**Provided records:**
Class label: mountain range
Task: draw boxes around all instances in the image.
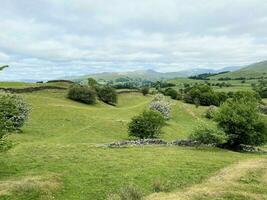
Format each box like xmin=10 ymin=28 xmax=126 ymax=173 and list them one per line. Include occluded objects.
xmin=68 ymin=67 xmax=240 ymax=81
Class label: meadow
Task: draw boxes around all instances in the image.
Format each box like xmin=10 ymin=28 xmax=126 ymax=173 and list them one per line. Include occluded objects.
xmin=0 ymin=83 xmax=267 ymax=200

==

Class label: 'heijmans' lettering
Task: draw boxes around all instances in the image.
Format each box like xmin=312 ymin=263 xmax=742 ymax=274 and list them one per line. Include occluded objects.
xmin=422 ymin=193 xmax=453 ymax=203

--

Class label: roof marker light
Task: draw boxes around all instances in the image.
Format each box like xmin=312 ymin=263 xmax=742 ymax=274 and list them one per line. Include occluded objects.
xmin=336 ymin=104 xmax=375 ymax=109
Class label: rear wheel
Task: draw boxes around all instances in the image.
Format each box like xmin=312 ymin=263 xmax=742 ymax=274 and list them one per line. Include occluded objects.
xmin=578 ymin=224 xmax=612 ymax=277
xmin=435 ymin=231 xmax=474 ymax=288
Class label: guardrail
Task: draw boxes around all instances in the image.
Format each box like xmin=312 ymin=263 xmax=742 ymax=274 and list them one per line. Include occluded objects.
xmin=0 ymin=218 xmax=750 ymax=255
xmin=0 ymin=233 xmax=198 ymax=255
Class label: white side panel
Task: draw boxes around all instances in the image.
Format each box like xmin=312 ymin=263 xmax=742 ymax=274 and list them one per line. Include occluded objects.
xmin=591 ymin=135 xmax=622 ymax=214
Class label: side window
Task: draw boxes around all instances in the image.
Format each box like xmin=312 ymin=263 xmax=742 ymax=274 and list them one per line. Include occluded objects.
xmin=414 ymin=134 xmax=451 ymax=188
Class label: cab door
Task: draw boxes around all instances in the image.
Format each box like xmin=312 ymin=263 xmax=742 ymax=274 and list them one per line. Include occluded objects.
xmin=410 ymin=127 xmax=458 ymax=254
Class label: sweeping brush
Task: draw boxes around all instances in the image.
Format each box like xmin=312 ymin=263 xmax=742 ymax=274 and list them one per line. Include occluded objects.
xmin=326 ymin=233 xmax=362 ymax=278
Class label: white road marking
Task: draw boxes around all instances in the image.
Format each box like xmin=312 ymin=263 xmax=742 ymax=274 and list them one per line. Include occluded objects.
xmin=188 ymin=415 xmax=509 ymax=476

**Written instruction:** Render the stretch of data from the line containing "Class label: white road marking" through the line containing "xmin=188 ymin=415 xmax=509 ymax=476" as a Markdown table with the columns Row and Line. Give each nonblank line its own numbered row, and leave out blank lines.

**Solved exercise:**
| Row | Line |
|---|---|
| 1 | Class label: white road marking |
| 2 | Task: draw boxes around all instances in the image. |
| 3 | Format each box like xmin=312 ymin=263 xmax=742 ymax=274 and list them one per line. Include occluded objects. |
| 4 | xmin=188 ymin=415 xmax=509 ymax=476 |